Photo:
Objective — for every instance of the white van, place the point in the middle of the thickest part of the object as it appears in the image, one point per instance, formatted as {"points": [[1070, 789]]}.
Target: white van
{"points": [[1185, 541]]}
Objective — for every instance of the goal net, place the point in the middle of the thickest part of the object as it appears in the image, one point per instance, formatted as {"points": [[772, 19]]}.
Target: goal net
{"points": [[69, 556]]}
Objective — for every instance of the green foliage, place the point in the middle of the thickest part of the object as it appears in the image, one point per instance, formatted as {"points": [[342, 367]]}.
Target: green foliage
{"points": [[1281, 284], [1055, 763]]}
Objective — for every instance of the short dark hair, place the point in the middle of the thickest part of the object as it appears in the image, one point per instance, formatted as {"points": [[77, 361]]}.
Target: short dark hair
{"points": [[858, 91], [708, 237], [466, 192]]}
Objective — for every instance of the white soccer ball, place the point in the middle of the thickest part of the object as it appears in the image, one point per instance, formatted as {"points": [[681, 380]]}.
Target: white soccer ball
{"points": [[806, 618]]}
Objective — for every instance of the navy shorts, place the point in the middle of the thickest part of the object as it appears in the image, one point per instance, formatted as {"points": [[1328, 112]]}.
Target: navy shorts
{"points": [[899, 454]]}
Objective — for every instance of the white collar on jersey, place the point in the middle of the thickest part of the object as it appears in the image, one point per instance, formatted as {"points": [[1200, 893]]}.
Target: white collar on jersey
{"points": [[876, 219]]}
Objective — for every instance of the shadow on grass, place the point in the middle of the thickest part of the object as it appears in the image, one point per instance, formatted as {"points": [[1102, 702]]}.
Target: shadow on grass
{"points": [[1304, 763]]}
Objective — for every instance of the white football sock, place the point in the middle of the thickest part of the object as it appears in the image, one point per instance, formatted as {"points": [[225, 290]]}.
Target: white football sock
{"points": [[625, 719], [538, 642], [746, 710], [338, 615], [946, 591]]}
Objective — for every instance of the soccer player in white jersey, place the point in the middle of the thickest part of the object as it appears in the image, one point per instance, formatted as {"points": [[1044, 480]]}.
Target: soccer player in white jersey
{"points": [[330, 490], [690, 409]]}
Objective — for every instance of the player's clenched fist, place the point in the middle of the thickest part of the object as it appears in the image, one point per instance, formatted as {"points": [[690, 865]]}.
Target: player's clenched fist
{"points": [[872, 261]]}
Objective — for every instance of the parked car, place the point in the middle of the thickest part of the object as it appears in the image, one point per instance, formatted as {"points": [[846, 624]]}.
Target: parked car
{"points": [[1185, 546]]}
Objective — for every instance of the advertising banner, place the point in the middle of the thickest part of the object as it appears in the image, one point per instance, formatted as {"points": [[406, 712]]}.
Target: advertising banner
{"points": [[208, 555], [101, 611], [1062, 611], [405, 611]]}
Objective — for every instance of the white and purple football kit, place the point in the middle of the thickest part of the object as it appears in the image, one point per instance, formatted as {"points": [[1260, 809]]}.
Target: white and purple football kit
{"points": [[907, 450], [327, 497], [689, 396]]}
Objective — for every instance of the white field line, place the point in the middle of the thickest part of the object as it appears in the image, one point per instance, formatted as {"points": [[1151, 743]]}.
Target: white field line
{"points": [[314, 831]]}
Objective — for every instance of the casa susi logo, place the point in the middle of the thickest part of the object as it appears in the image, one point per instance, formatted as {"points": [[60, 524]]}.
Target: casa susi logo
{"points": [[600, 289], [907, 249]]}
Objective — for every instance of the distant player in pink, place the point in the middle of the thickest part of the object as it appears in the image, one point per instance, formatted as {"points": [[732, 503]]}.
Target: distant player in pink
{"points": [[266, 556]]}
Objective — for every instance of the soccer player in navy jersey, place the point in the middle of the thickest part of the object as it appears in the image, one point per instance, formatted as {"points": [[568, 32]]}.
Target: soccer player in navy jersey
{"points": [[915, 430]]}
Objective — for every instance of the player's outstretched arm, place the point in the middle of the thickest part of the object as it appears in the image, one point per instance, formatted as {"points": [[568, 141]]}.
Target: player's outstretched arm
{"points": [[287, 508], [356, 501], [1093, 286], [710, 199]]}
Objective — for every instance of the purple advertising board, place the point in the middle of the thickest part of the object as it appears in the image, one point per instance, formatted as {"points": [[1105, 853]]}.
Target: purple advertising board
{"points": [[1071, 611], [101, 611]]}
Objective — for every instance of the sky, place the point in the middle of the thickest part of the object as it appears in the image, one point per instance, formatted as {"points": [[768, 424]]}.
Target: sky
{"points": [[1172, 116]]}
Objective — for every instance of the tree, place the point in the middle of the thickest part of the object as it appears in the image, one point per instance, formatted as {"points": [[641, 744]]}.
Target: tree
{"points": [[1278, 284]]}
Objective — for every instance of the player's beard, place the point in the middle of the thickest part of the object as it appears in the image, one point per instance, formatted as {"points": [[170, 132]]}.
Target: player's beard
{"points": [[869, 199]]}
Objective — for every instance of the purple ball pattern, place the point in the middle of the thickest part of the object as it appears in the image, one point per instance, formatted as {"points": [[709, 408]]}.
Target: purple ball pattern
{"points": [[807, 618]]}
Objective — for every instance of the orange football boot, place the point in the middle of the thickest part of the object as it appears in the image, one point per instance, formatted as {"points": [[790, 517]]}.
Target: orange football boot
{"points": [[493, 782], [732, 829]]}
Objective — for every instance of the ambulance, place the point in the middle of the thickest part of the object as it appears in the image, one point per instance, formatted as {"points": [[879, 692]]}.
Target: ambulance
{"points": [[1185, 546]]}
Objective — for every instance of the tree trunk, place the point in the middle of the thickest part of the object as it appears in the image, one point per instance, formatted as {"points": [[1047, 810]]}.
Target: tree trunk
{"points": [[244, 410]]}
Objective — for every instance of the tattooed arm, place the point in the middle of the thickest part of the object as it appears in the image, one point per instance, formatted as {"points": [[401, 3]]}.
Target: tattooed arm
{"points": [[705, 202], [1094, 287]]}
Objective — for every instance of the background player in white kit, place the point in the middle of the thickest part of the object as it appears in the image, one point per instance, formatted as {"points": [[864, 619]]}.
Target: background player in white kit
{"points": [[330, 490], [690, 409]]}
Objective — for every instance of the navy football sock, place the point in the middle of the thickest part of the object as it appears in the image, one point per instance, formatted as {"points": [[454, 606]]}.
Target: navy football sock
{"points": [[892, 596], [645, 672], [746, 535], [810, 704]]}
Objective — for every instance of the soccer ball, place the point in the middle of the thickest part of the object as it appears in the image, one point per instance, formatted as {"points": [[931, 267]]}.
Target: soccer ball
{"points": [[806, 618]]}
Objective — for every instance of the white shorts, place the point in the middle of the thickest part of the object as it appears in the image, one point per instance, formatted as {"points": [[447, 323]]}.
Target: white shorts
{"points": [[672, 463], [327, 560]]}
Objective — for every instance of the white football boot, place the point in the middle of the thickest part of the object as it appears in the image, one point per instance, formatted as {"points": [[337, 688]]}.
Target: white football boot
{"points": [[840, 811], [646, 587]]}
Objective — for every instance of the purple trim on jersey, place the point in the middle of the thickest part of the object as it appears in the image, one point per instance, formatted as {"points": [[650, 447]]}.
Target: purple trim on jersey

○ ○ ○ ○ ○

- _Required work_: Would you copy out exactly the lines above that start at the one containing "Target: short dark hair" and end at the one containing "Objective — for every instance of the player's clenched", inclusive?

- _Answer_:
Target: short dark hair
{"points": [[858, 91], [708, 237], [466, 192]]}
Objective — for every instance of the white soccer ball, place the point in the middle of the thickest part of the object as it appears in the image, one point per instance, formatted as {"points": [[681, 380]]}.
Target: white soccer ball
{"points": [[806, 618]]}
Objective — for every instance of the navy shorts, place the point in the middle of the thickest part of the object as it appears in the image, one point per instance, formatted as {"points": [[1328, 112]]}.
Target: navy shorts
{"points": [[899, 454]]}
Objective — for every instance of the white collar on jersey, place the point in the middle of the thickest part of the object as it appears in the image, one point per instance, formatted as {"points": [[1200, 893]]}.
Target: white collar on jersey
{"points": [[876, 219]]}
Objective — for every instance of the shadow on grass, place the point in the middle of the thickest part of the object as it appears in the image, one point per instance, formatted as {"points": [[1102, 702]]}.
Target: shadow on grass
{"points": [[1304, 763]]}
Objective — for every instance of the white football sock, place the point in the middle of the thickest part of the object as it appears in the image, one point per instance, formatted as {"points": [[225, 290]]}.
Target: white football sock
{"points": [[625, 719], [538, 642], [746, 710], [338, 615], [946, 591]]}
Objective — for every instance of the soccer player in white jersey, place the point in the middle of the thickest part of the object as it appears in the image, one point per instance, formatted as {"points": [[1044, 480]]}.
Target: soccer player in white jersey
{"points": [[330, 490], [690, 409]]}
Objective — for every instance of the player's clenched fist, place the point in the middle of the thickest part of the object as it appears in the image, one point per instance, formatted as {"points": [[690, 865]]}.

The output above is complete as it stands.